§ **PASSAGE PROVIDED**
====
It is understood and agreed that the
representations and warranties set forth in Sections 3.01,
3.02 and 3.03 shall survive the sale of the Mortgage Loans to the
Purchaser and shall inure to the benefit of the Purchaser,
notwithstanding any restrictive or qualified endorsement on any
Mortgage Note or Assignment or the examination of any Mortgage
File.
Upon discovery by either of the Sellers
or the Purchaser of a breach of any of the representations and
warranties contained in Sections 3.01, 3.02 or 3.03 that
materially and adversely affects the interest of the Purchaser (or
that materially and adversely affects the interests of the
Purchaser in the related Mortgage Loan, in the case of a
representation or warranty relating to a particular Mortgage Loan),
the party discovering such breach shall give prompt written notice
to the other.
Unless permitted a greater period of time
to cure as set forth in Section 2.04, the applicable Seller
shall have a period of 60 days from the earlier of either discovery
by or receipt of written notice from the Purchaser to the Seller of
any breach of any of the representations and warranties contained
in Sections 3.01, 3.02 or 3.03 that materially and adversely
affects the interest of the Purchaser (or that materially and
adversely affects the interests of the Purchaser in the related
Mortgage Loan, in the case of a representation or warranty relating
to a particular Mortgage Loan) (a “Defective Mortgage
Loan”; provided that “Defective Mortgage
Loan” shall also include (a) any Mortgage Loan treated or
designated as such in accordance with Section 2.04 and (b)
====
§ **COLLECTED DATA**
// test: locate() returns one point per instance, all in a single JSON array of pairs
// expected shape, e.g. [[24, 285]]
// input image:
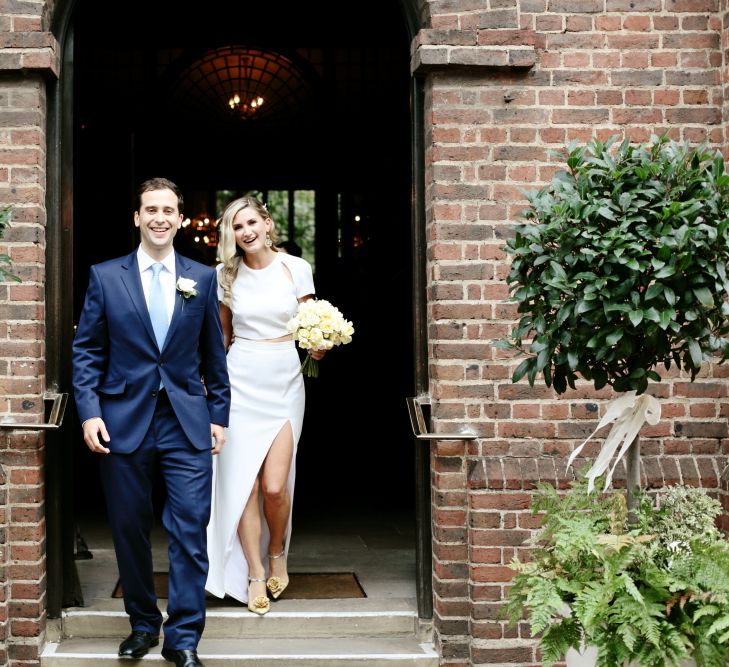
====
§ **INSTRUCTION A**
Could you return the stretch of the mortgage loan passage that begins at the words "Upon discovery by" and stops after "to the other.", copied word for word?
§ **INSTRUCTION B**
In the mortgage loan passage:
(i) Which sections contain the representations and warranties that survive the sale of the Mortgage Loans to the Purchaser?
(ii) What must the party that discovers a breach give to the other?
(iii) Unless Section 2.04 permits more time to cure, how many days does the applicable Seller have?

§ **FULL OUTPUT A**
Upon discovery by either of the Sellers
or the Purchaser of a breach of any of the representations and
warranties contained in Sections 3.01, 3.02 or 3.03 that
materially and adversely affects the interest of the Purchaser (or
that materially and adversely affects the interests of the
Purchaser in the related Mortgage Loan, in the case of a
representation or warranty relating to a particular Mortgage Loan),
the party discovering such breach shall give prompt written notice
to the other.

§ **FULL OUTPUT B**
(i) Sections 3.01, 3.02 and 3.03
(ii) Prompt written notice
(iii) 60 days